Data items:
-=-=-=-=-

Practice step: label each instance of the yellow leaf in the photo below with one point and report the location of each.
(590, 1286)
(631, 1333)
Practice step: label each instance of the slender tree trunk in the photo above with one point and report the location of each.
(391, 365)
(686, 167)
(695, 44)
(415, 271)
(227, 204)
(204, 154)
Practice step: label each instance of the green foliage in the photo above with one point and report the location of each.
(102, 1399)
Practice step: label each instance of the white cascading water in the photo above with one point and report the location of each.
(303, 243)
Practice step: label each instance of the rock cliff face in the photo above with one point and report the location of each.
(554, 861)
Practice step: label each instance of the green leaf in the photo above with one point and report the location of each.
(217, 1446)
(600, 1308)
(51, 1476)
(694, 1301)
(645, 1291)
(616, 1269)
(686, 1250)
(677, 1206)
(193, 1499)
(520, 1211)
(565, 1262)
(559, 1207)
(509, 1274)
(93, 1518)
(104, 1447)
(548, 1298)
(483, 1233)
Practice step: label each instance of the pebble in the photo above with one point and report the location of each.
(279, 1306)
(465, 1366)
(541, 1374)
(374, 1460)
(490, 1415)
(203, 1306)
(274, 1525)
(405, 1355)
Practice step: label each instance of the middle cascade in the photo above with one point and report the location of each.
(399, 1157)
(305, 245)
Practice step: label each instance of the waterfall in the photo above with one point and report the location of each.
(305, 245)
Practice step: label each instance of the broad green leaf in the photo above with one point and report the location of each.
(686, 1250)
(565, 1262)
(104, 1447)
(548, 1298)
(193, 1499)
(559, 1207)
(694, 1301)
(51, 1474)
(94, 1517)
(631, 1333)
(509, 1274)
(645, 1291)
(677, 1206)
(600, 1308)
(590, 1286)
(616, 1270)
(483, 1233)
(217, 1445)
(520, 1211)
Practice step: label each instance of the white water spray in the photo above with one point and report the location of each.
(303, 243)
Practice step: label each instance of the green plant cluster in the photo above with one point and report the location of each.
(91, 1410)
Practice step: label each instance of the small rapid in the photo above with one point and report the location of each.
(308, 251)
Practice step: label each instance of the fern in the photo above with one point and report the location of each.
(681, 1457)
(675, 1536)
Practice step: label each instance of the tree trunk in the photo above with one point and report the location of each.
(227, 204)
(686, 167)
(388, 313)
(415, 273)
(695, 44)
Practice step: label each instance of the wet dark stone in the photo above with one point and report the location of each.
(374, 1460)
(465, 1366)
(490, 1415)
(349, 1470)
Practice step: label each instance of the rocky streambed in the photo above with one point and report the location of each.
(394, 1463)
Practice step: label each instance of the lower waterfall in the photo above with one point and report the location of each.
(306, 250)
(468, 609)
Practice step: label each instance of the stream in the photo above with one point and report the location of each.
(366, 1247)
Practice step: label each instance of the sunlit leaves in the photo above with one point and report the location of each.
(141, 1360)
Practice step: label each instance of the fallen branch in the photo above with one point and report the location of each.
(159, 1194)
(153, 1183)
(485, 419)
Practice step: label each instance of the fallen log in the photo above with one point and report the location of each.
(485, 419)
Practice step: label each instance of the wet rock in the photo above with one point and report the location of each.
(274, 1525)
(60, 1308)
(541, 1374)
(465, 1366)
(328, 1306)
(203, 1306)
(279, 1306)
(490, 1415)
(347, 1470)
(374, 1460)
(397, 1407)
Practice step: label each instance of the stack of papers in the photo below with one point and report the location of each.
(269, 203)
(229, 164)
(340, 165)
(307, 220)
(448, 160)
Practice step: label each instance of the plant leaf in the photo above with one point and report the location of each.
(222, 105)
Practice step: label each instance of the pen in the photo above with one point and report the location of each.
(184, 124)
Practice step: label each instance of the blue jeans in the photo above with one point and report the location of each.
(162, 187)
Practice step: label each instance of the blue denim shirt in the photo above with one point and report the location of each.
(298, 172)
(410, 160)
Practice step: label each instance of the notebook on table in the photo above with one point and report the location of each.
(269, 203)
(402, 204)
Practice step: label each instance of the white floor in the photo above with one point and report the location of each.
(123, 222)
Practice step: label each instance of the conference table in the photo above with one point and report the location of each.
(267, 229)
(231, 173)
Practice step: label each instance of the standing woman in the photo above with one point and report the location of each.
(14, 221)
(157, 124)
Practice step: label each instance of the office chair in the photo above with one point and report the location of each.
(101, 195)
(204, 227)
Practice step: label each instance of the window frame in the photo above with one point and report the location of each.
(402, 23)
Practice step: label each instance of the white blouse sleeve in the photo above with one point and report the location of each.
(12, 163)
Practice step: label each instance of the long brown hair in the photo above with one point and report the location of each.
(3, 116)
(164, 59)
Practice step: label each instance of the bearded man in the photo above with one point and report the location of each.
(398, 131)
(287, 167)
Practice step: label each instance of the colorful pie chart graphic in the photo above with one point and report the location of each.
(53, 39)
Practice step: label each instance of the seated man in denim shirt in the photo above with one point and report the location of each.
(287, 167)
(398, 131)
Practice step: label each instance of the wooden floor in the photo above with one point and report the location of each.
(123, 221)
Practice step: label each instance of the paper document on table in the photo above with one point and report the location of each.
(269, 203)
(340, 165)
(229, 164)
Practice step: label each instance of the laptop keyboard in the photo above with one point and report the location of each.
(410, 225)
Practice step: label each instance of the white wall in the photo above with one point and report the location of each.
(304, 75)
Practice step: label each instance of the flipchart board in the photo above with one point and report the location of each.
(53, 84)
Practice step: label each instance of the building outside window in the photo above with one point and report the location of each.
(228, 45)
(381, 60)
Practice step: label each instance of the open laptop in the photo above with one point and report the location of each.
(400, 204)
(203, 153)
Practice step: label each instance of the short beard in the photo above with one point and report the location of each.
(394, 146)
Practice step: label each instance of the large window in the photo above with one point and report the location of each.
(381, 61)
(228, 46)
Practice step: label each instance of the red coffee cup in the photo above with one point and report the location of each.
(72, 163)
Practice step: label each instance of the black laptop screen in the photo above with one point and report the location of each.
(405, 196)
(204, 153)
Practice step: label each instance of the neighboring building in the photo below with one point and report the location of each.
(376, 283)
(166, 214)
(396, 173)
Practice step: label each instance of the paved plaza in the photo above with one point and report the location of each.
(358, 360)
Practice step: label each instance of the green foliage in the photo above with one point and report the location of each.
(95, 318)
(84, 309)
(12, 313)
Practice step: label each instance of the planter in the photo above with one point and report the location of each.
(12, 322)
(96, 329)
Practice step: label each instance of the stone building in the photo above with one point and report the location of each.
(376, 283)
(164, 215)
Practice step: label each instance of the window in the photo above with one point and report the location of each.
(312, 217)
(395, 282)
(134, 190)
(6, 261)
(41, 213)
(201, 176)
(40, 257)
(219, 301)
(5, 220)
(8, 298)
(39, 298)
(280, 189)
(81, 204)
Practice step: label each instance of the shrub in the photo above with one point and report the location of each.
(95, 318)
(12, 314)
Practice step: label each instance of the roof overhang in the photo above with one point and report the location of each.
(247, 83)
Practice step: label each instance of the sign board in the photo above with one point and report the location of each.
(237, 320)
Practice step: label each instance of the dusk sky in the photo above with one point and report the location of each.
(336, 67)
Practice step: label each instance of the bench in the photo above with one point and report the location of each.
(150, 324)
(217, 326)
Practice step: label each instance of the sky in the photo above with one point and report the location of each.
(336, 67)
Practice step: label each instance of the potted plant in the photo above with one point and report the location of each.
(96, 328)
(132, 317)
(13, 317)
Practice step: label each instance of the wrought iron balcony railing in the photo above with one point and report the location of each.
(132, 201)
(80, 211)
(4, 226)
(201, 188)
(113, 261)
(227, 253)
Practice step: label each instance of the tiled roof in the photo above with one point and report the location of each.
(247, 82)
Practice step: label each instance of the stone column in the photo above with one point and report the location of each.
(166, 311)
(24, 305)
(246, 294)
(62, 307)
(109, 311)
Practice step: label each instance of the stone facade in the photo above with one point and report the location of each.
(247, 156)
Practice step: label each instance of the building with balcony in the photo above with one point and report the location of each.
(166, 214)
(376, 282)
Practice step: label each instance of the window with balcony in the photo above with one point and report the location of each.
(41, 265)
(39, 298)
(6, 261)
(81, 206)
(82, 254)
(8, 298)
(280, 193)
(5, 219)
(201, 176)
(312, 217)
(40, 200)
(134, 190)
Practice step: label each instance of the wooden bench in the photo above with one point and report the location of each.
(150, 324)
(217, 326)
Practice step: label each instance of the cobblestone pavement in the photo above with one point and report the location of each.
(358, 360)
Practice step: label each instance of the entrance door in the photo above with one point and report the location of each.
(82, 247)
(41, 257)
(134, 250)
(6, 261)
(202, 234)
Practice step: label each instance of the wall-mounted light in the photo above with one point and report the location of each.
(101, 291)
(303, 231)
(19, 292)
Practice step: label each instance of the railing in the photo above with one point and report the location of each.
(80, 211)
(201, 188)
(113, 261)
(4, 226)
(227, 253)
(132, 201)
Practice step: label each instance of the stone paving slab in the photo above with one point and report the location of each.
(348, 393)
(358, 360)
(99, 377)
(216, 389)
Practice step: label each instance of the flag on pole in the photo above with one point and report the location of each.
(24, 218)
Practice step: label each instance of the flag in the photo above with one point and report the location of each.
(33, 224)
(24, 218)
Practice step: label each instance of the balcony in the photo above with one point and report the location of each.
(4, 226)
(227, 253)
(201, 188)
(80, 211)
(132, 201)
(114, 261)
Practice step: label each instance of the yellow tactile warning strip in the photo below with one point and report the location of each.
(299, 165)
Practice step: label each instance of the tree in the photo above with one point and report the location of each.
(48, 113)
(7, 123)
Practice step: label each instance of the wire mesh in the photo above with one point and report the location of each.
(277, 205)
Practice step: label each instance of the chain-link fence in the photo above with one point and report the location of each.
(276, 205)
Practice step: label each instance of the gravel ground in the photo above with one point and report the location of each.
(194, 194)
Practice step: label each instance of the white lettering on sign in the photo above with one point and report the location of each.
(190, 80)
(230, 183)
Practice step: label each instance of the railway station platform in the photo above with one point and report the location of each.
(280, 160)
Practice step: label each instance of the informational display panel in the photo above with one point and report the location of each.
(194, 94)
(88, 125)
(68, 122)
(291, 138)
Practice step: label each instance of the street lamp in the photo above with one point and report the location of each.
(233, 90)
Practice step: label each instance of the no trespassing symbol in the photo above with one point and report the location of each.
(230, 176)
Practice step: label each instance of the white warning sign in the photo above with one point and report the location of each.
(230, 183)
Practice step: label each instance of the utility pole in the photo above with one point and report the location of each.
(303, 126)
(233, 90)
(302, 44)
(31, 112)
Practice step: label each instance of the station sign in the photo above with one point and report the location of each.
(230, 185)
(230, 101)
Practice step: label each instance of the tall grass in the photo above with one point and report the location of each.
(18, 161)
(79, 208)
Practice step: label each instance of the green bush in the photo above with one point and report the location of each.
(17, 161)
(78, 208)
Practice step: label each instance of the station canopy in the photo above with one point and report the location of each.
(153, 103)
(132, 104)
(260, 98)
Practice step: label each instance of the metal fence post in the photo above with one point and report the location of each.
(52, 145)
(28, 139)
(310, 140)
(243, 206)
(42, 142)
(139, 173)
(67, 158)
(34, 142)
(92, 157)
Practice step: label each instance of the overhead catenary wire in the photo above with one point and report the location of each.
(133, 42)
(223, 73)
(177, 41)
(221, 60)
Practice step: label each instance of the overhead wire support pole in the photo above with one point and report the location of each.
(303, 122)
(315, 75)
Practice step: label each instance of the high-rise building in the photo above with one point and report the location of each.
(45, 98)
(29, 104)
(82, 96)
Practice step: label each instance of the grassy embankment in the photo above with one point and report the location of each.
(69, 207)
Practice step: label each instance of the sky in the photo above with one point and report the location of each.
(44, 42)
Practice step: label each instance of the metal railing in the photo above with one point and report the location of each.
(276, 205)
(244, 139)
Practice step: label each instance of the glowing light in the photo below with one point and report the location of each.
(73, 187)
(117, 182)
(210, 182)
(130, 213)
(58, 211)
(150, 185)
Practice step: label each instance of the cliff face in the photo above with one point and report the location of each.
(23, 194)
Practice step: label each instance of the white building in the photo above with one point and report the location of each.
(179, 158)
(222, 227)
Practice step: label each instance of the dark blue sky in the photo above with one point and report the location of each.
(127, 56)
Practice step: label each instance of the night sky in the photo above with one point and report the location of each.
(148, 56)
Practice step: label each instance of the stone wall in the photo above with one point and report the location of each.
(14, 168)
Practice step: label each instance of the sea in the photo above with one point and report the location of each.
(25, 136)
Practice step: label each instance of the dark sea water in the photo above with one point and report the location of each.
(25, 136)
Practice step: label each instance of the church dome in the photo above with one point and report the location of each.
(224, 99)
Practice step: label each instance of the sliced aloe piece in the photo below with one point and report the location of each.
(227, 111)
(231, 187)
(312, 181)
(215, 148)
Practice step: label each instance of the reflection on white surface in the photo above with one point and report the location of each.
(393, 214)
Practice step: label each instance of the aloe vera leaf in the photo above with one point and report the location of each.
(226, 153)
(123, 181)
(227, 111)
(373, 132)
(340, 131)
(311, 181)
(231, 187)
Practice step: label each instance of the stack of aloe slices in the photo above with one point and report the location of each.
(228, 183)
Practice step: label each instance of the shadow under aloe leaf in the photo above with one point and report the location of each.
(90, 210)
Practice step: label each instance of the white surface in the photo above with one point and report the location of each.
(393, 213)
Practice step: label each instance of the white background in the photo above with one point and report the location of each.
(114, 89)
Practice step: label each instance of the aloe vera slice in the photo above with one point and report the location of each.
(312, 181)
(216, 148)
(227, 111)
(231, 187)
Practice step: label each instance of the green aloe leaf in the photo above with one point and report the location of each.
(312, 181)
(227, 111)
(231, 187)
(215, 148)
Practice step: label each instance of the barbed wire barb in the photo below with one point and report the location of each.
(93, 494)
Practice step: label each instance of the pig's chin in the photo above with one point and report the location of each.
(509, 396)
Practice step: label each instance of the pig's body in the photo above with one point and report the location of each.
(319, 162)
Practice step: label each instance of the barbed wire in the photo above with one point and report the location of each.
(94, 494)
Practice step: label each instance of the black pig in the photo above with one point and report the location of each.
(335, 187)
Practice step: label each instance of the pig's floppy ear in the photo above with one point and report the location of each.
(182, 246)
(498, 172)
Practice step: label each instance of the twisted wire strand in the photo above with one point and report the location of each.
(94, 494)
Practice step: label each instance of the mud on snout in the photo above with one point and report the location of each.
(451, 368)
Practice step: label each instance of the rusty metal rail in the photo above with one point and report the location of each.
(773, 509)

-=-=-=-=-

Look above for the line that holds "Practice step: label each instance of the pig's chin", then copy it and each line after it exactly, through the last line of the data.

- _Answer below_:
Practice step: label each instance of the pig's chin in the photo above with one point and report the location of each.
(509, 396)
Practice step: label each instance of the pig's body in the photo above with one point and report the location of each.
(319, 162)
Practice step: label each instance of the barbed wire in the photo above with one point and report the location of each.
(94, 494)
Practice step: label each instance of the black pig in the photo above with one point and report the location of each.
(335, 187)
Practice step: label each instance of the pig's floppy ear in the photo above with one point and report the location of each.
(182, 246)
(498, 172)
Practice step: label each instance of the twisted wire strand in the photo above with one point and report the location of each.
(94, 494)
Practice step: label each instance of the mud on snout in the photo above with one point and report the location of each.
(451, 368)
Practice step: label each instance of the rusty metal rail in the photo above with one point and report the location of each.
(773, 509)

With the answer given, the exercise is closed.